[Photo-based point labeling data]
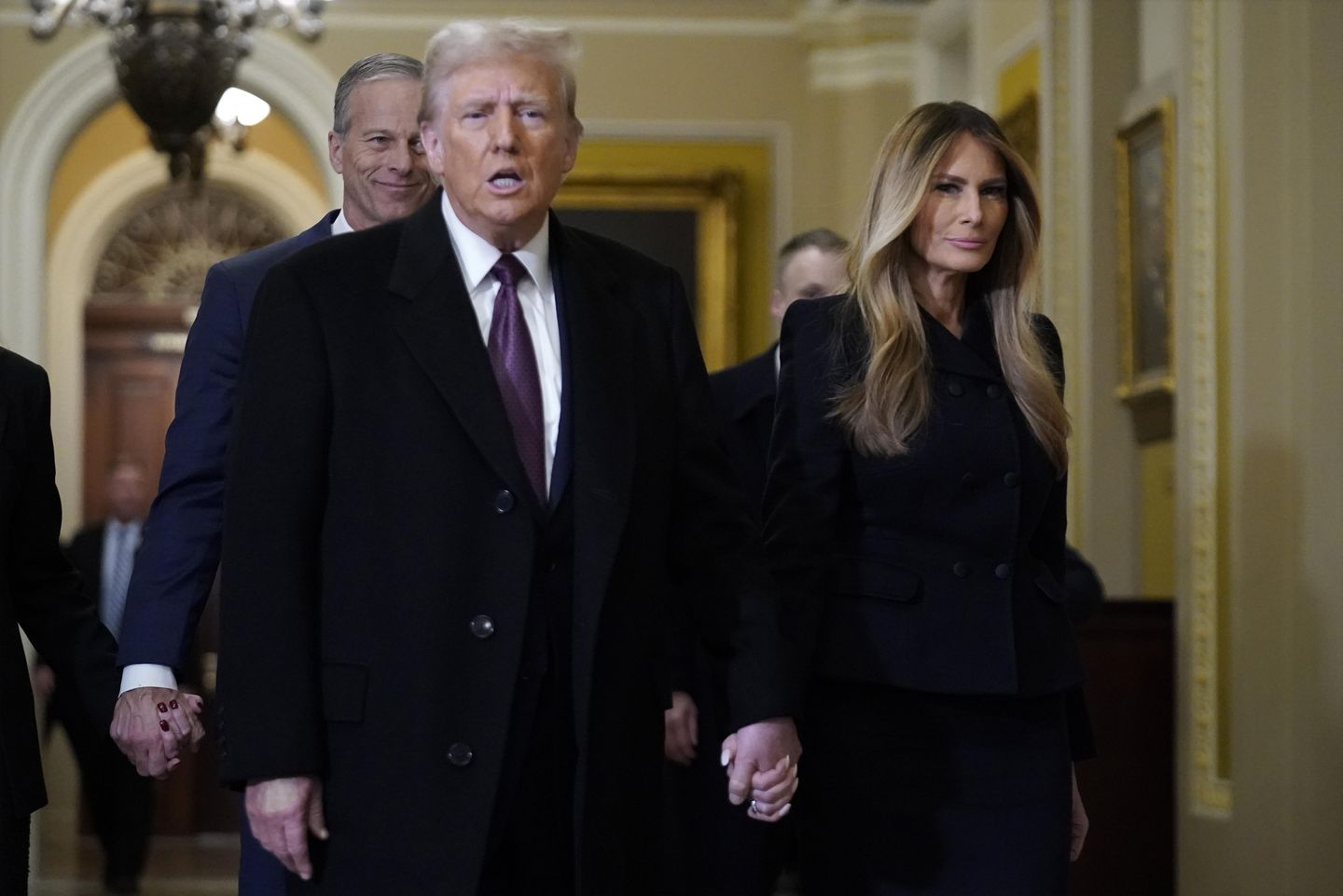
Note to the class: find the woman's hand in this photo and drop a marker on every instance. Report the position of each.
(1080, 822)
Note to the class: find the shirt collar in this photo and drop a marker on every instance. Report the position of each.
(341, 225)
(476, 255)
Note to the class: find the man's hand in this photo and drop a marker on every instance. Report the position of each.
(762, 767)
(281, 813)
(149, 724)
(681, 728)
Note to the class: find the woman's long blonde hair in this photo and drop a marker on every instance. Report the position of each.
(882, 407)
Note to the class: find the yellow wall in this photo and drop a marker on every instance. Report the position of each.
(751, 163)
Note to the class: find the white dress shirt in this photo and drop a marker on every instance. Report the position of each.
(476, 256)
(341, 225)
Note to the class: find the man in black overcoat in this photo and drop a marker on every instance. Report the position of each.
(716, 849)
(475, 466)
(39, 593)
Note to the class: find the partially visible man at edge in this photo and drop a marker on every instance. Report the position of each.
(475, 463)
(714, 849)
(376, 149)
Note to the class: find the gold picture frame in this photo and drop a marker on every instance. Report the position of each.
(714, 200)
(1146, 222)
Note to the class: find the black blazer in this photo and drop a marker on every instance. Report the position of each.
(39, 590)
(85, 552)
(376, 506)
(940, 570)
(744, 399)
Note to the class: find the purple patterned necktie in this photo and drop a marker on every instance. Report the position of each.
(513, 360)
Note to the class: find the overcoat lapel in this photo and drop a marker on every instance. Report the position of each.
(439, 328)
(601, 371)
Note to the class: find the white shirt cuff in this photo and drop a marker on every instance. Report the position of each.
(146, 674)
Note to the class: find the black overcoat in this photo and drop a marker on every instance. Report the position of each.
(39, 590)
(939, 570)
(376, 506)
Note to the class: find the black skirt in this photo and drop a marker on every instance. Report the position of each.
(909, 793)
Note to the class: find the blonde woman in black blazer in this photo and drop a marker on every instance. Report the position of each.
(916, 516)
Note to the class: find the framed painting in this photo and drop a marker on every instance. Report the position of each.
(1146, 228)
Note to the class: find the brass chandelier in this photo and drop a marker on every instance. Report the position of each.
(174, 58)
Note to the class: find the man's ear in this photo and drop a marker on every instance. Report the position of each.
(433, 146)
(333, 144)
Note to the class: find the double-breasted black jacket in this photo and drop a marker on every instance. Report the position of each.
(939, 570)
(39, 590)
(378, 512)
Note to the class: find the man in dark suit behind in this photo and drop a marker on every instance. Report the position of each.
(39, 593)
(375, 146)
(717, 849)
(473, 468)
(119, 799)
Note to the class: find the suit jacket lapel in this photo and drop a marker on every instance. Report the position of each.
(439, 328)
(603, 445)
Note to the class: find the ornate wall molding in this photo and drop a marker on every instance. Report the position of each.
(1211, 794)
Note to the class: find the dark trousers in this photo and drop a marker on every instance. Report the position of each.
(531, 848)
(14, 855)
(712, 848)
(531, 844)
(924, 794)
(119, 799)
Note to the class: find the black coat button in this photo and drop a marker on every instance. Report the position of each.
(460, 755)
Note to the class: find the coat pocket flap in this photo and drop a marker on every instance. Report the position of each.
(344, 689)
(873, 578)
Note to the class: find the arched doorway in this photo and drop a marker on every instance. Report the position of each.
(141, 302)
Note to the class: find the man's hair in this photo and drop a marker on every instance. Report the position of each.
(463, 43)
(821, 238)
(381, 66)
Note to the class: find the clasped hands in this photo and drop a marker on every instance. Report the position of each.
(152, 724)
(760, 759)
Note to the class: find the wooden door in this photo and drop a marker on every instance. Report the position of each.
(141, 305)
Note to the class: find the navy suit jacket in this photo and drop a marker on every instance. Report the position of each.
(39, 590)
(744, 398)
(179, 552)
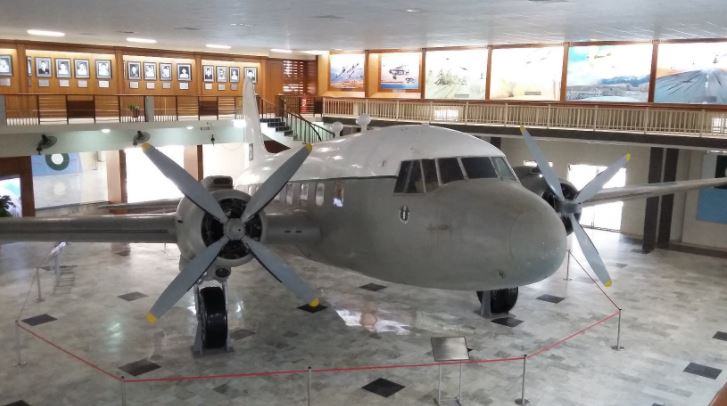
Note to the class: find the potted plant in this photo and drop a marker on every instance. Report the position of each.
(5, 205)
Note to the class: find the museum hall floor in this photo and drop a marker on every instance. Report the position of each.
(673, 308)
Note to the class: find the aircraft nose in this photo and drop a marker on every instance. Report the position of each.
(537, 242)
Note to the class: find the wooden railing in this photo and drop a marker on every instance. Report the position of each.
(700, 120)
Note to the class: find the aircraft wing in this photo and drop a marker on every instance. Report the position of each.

### Your objective
Leave out every picture, and repeat word for word only the lines from the one holding "Note to the class: find the black coat" through the end of the entries above, both ends included.

### Expected answer
Note to the class: find the black coat button in this photo and drop a marker on every instance. Report the position of each.
(460, 755)
Note to the class: find the coat pocket flap in this photo and drop a marker on every instance. Report the position of each.
(344, 689)
(873, 578)
Note to the class: find the arched doorway in this photo and drop a marker on every instance. Report the position of each.
(141, 302)
Note to the class: find the man's hair in this photo and drop a marker on every instance. Report the position of each.
(463, 43)
(821, 238)
(381, 66)
Note to the class: find the clasped hands in this photo and drop a marker on every instance. Report the position of each.
(152, 724)
(760, 759)
Note to the class: find the wooden door in this photo and drop a marker on every instance. Report the position of each.
(141, 305)
Note to the class: find the navy suit jacket in this photo and drop a marker on every instance. Report the position of each.
(39, 590)
(744, 398)
(179, 552)
Note to the class: find the potted plant in this photo and drop a marker on every instance. Report the position of each.
(5, 205)
Note to the class: find the museum hall floor in this photo and drop a marker on every instance. Report the position of each.
(673, 308)
Note to the class: find the aircraft nose in this photo and drop a marker on every instance. Report the position of each.
(537, 242)
Note to the class: find the wooden railing in this photo and drop a marker on every instance. Report the position of each.
(700, 120)
Note to the class: find the aircraft wing in this photo and drop a marker on every instance. Report the position of each.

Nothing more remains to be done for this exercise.